■ USING THE INFORMATION
[a] Answer these questions about the Worldcoin passage:
(i) What company makes Worldcoin?
(ii) How much investment money did Worldcoin raise last week?
(iii) At what price per set are Cambodian iris scans being sold to Chinese Worldcoin users?
[b] Carry on the Worldcoin passage from its final sentence, keeping its tone and subject.

Worldcoin, which offers users WLD crypto tokens in exchange for “proof of personhood” via an iris scan, is made by an Altman-founded company called Tools for Humanity. Using the language of financial empowerment, global development and crypto hype, Worldcoin has spent the last couple of years paying contract workers to take its orbs and scan eyes all over the world, with an emphasis on the Global South, where people are rewarded with local currency, a small gift or the promise of WLD tokens. (WLD hasn’t officially launched, so there aren’t yet tokens to trade.)

ChatGPT creator OpenAI under scrutiny as provinces join federal privacy probe

Experts and regulators around the world have expressed concerns about artificial intelligence gobbling up jobs and spewing out misinformation at scale. But relatively little attention has been paid to what the founder of the best-known AI product is also spewing out. Worldcoin’s scheme to collect iris scans en masse in exchange for a contrived digital token, and doing so while professing humanitarian intent, is one of the most baldly dystopian concepts to come out of Silicon Valley in a while.

Last week, Worldcoin raised another US$115-million in investment money, reflecting a growing trend of unproven, potentially exploitative technologies being pushed out into the world before regulators, or consumers, are ready.

Worldcoin is an unusual project, mixing sensitive biometric data collection with crypto tokens, which potentially count as securities, with certain attendant regulatory requirements that many crypto firms don’t seem keen on following. Thus, Worldcoin’s terms of use seem to ban U.S. customers, at least from acquiring WLD tokens. Whether Mr. Altman, a U.S. citizen, should have been allowed to sign up for Worldcoin at all will have to be left to company lawyers – and perhaps the U.S. Securities and Exchange Commission.

Since Worldcoin’s soft launch in 2021, the backlash has been predictable and consistent. The project has spent as much time assuring potential users about the security of their biometric data as it has collecting it. And still, a black market for iris scans – a phrase to make one shiver – has already appeared, with people selling Cambodian iris scans to Chinese Worldcoin users for US$20 per set.

■ DATASET SECTION
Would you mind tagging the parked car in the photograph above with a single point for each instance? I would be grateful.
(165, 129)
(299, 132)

■ ANSWERS TO THE EXERCISE
[a]
(i) Tools for Humanity
(ii) US$115-million
(iii) US$20 per set

[b]
An MIT Technology Review investigation last year found that the company had engaged in “deceptive marketing practices, collected more personal data than it acknowledged, and failed to obtain meaningful informed consent.” It may also have violated the General Data Protection Regulation, the EU’s key data privacy law. Worldcoin workers and users (if those who submit their eyeball scans can be called users) seem equally discontented. Contractors have complained of mistreatment, shifting pay and difficulties with local authorities. One Kenyan truck driver called the company “thieves” who had “robbed” him for his data.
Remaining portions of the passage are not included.